SET PROBLEM A - In the typesetting discussion, what is the standard unit in the PostScript PDL?
SET PROBLEM B - Write out the part of the typesetting discussion starting with "There's a little" and going on through "etc.) thing, really.".

TEXT SECTION -
^^^^^^^^^^^^^^^^

It's a weird one but often the explanation for why images change size between printing and screens, paint being the worst offender...
bad explanation and unnecessary pedantism but meh, it's worth knowing this stuff sometimes...
There's a little more background to the 72x72 metric (it's not really based on screen pixels, which vary by monitor): traditional graphic designers used picas and points, rather than fractions.
6 picas to an inch, 12 points to a pica...which works out to 72 points per inch.
So it's not even a Photoshop (or Illustrator , Indesign, Quark, etc.) thing, really.
No need, of course, with desktop publishing and pagination. Another lost "art" ;-).
More typesetting trivia for those not completely bored--the standard unit in the postscript PDL (defacto standard for typesetting languages) is also 1/72 of an inch... Postscript predates Photoshop by a few years.
http://www.fibonaccifx.com/about/
Its actually 25.40mm.
sounds like the type of person you could confuse by asking for a bolt the length of the square root of one ;-)

^^^^^^^^^^^^^^^^

PROVIDED RECORDS -
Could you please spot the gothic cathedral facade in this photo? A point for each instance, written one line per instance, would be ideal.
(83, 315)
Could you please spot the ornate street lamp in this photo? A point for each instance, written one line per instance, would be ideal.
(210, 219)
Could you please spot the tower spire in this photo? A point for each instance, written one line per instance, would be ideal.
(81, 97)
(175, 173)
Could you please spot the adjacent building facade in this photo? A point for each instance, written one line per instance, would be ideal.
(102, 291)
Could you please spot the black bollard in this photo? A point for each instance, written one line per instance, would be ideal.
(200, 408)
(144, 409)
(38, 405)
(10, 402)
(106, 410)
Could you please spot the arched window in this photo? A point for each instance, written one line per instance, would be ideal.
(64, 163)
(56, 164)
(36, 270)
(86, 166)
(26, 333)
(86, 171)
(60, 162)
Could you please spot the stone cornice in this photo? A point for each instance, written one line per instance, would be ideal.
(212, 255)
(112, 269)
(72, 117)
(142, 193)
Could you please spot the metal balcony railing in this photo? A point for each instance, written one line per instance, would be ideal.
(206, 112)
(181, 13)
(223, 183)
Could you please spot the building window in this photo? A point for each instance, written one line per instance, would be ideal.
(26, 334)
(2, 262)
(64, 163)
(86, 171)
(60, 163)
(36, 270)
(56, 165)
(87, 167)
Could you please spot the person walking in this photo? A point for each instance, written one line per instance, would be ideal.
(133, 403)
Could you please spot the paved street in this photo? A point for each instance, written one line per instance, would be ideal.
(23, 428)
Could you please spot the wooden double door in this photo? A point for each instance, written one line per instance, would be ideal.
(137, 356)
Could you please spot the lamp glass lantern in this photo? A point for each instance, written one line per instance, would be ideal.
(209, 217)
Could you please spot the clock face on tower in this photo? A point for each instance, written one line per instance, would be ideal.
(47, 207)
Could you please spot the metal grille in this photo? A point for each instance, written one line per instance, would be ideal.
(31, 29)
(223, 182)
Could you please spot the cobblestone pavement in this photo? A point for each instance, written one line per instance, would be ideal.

^^^^^^^^^^^^^^^^

EXERCISE SOLUTION A - 1/72 of an inch.

EXERCISE SOLUTION B -
There's a little more background to the 72x72 metric (it's not really based on screen pixels, which vary by monitor): traditional graphic designers used picas and points, rather than fractions.
6 picas to an inch, 12 points to a pica...which works out to 72 points per inch.
So it's not even a Photoshop (or Illustrator , Indesign, Quark, etc.) thing, really.